Requirements:
Rewrite all of the data below so that each occurrence of "thickest part" reads "widest part". Leave everything else as it is.

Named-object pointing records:
## start

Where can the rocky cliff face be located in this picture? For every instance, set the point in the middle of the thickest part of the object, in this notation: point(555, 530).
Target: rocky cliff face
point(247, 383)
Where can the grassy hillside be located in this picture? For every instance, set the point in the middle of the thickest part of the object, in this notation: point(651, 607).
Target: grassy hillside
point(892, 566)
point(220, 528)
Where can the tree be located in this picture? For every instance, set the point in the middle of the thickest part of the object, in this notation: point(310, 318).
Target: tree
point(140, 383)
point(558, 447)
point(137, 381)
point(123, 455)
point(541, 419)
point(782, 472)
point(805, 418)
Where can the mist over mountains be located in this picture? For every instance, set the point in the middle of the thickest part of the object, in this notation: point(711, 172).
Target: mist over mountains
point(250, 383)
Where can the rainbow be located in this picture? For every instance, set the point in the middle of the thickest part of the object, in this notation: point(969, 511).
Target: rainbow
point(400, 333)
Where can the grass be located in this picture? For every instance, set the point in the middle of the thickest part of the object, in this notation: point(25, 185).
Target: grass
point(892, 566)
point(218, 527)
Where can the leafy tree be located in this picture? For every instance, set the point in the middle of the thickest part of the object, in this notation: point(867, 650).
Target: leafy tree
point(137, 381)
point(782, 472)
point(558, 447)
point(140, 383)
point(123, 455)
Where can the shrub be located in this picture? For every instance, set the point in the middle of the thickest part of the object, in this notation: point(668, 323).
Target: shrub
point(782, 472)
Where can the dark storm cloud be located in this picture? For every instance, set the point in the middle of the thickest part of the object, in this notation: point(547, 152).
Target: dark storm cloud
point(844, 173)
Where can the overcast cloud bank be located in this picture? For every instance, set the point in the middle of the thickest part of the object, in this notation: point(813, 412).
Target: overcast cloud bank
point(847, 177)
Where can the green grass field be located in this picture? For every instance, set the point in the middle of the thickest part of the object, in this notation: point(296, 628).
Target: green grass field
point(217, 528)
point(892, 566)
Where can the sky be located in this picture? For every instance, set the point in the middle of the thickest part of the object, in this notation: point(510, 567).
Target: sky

## end

Worked solution:
Where can the rocky cliff face be located in this picture? For every instance, set the point in the middle of the widest part of the object, in this notation: point(555, 530).
Target: rocky cliff face
point(247, 383)
Where can the grassy hillside be located in this picture? For every instance, set the point in the middle of the widest part of the object, in this notation: point(651, 607).
Target: grassy hillside
point(892, 566)
point(220, 528)
Where can the tree be located in this picture? For every instance, set the point in the middle of the widest part of the object, in this notation: point(310, 318).
Target: tree
point(140, 383)
point(558, 447)
point(137, 381)
point(123, 455)
point(541, 419)
point(782, 472)
point(805, 418)
Where can the mist over mountains be located in this picture? For every instance, set the point in the middle of the widest part of the object, in this notation: point(711, 172).
Target: mist over mountains
point(250, 383)
Where can the rainbow be located in this picture? For every instance, set the point in the middle of the widest part of the object, in this notation: point(969, 511).
Target: rainbow
point(400, 333)
Where can the grass be located in this picture? For every instance, set the point in the middle of the widest part of the object, in this notation: point(25, 185).
Target: grass
point(892, 566)
point(218, 527)
Where can the leafy tree be located in this picture? For every instance, set the point in the middle of the widest part of the object, in this notation: point(867, 650).
Target: leafy tree
point(137, 381)
point(782, 472)
point(558, 447)
point(140, 383)
point(123, 455)
Where can the shrub be located in this picture? For every instance, set the point in the middle of the widest part of the object, in this notation: point(668, 323).
Target: shrub
point(782, 472)
Where can the dark storm cloud be located in this picture? For every instance, set the point in the middle of the widest part of the object, in this notation: point(547, 152).
Target: dark storm cloud
point(844, 173)
Where can the overcast cloud bank be located in this picture? For every instance, set the point in the middle of the widest part of the object, in this notation: point(813, 412).
Target: overcast cloud bank
point(847, 177)
Where can the green grass field be located in this picture? For every instance, set the point in the middle of the widest part of the object, in this notation: point(296, 628).
Target: green grass field
point(217, 528)
point(892, 566)
Where can the sky be located in this picture? For every instance, set the point in the middle of the widest part of the object, in this notation: point(510, 567).
Target: sky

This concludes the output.